Entries taken from a collection
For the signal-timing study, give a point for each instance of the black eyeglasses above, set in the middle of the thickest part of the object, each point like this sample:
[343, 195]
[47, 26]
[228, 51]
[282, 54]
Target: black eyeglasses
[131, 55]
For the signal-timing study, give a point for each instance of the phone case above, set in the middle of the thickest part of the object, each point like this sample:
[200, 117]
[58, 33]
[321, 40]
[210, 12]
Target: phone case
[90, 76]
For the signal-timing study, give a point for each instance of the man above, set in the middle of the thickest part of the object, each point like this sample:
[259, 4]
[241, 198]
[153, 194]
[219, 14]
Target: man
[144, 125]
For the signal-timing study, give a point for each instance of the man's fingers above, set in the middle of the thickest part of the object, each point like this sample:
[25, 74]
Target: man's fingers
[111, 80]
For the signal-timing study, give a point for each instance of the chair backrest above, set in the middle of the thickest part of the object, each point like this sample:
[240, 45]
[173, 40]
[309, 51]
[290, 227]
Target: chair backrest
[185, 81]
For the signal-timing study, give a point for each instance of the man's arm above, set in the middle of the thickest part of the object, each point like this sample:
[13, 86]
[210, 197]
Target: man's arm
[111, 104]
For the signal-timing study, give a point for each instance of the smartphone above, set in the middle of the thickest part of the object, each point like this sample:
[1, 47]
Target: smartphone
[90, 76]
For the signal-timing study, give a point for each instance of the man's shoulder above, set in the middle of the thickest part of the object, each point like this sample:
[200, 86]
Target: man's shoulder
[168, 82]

About this task: Reproduce every entry above without a single alteration.

Solution for this exercise:
For the signal-timing study, give a point for each instance of the black eyeglasses above, set in the middle of the thickest part of the object, each point like this sample:
[343, 195]
[47, 26]
[228, 51]
[282, 54]
Target: black eyeglasses
[131, 55]
For the signal-timing study, give a point for each instance of the phone case above, set in the middle of the thickest part of the object, each point like this sample:
[200, 117]
[58, 33]
[321, 40]
[210, 12]
Target: phone case
[90, 76]
For the signal-timing study, give a point for each instance of the man above, set in the middle of the thickest part of the object, each point like this sample:
[259, 4]
[241, 198]
[153, 194]
[219, 14]
Target: man
[144, 125]
For the signal-timing study, give a point for each instance of the man's fingers above, set in the middle of the thickest part of the object, each point like this sample:
[25, 74]
Target: man's fingers
[111, 80]
For the signal-timing study, give a point for each instance of the chair backrest above, set in the middle of the thickest part of the object, each point like this sample:
[240, 45]
[173, 40]
[309, 51]
[290, 227]
Target: chair backrest
[185, 81]
For the signal-timing study, give a point for each instance of the man's arm above, set in the middle of the thickest part of the object, each point like this sample:
[13, 86]
[210, 197]
Target: man's arm
[111, 104]
For the signal-timing study, give a point for each instance of the smartphone above, set in the middle of the thickest part of the object, each point like this sample:
[1, 47]
Target: smartphone
[90, 76]
For the signal-timing study, give a point for each instance of the man's shoulder above, set in the middle of the thickest part of the object, each point like this sample:
[200, 86]
Target: man's shoulder
[168, 82]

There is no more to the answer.